PROVIDED TEXT:
====
Visaginas recognised with nuclear site name

30 July 2008

New reactors in Lithuania would be built at a site called Visaginas, it was agreed today by partners in the project. A firm with the same name is being set up as a joint venture for the new plant.

Ignalina 
In the cold: Ignalina out; Visaginas in
The policy on naming relates to a certain dissatisfaction in Lithuania with the original choice of name, which was made by Soviet planners without any local consultation. Three other factors influencing the decision are the strong support for a new nuclear plant in the nearby town of Visaginas, the county of Ignalina's strategy to position itself for tourism and the fact that the site does not lie within Ignalina county anyway.

 

The choice of Visaginas was agreed today by the board of the Lithuanian Electricity Organization (LEO LT), which then informed the three partners: Latvenergo, Eesti Energia and Polska Grupa Energetyczna (from Lativa, Estonia and Poland respectively).

 

The group has recently agreed to set up a joint venture company for the new power units. The new firm, to be called Visaginas Nuclear Plant in line with the site, would be formally established in two to three weeks. Initially LEO LT will own all the shares in the new company and it will retain 51% when it offers the other partners 16.3% each. This arrangement is to remain during the preparatory phase of the new plant project, after which it could be renegotiated.

 

Nuclear for nuclear

 

In 1974, Soviet planners decided to build the Ignalina nuclear power plant at Visaginas with two RBMK-1500 reactors. After commissioning in 1985 and 1987, the huge plant's reactors supplied a total of 2760 MWe to the region.
====
PROMPT 1:
Rewrite the part of the article on the Visaginas nuclear site that opens with "Visaginas recognised with" and closes with "the new plant.", putting "partnership" wherever "joint venture" appears.
The article above and the records below it were taken from unrelated sources.

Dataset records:
====
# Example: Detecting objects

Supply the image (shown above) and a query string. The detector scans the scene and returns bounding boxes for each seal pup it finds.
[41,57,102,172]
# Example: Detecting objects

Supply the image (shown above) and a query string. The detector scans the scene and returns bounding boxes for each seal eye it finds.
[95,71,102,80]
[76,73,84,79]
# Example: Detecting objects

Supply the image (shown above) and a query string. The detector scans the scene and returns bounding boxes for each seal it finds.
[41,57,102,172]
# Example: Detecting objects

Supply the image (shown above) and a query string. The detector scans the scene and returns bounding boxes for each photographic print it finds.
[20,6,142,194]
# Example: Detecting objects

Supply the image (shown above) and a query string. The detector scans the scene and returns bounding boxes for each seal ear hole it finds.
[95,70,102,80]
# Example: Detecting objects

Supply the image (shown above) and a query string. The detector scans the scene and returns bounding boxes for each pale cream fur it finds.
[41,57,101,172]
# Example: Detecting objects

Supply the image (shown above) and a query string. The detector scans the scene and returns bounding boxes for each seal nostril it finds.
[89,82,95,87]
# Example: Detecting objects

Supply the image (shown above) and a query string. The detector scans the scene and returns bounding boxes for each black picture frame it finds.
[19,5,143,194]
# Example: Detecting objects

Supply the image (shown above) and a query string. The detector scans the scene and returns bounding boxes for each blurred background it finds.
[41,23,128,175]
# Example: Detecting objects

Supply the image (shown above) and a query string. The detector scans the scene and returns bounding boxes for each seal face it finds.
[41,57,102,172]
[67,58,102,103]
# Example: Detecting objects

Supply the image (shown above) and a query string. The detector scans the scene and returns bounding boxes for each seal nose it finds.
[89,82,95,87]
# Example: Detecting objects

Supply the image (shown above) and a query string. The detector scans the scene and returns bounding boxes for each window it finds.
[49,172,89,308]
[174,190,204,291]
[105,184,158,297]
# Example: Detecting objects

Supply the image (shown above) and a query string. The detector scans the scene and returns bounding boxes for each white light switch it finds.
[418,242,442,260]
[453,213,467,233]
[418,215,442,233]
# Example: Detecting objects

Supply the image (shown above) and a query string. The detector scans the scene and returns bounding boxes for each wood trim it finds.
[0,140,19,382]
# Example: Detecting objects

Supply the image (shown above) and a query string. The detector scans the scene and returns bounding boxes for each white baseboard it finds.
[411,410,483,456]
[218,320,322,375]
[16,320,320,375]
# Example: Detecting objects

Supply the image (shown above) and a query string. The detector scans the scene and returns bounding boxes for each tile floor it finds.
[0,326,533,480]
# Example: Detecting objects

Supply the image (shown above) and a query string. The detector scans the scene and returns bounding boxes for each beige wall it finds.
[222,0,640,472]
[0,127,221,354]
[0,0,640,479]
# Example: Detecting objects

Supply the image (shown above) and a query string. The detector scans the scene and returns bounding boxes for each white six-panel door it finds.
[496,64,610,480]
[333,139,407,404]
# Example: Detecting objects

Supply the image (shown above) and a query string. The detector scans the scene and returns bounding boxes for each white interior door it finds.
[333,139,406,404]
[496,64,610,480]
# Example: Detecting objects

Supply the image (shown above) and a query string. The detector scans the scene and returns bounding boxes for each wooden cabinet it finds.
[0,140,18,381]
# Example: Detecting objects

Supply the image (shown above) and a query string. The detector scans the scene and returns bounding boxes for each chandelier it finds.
====
PROMPT 2:
Pull out each line of the records that includes the word "door".

EXERCISE OUTPUT 1:
Visaginas recognised with nuclear site name

30 July 2008

New reactors in Lithuania would be built at a site called Visaginas, it was agreed today by partners in the project. A firm with the same name is being set up as a partnership for the new plant.

EXERCISE OUTPUT 2:
Supply the image (shown above) and a query string. The detector scans the scene and returns bounding boxes for each white six-panel door it finds.
Supply the image (shown above) and a query string. The detector scans the scene and returns bounding boxes for each white interior door it finds.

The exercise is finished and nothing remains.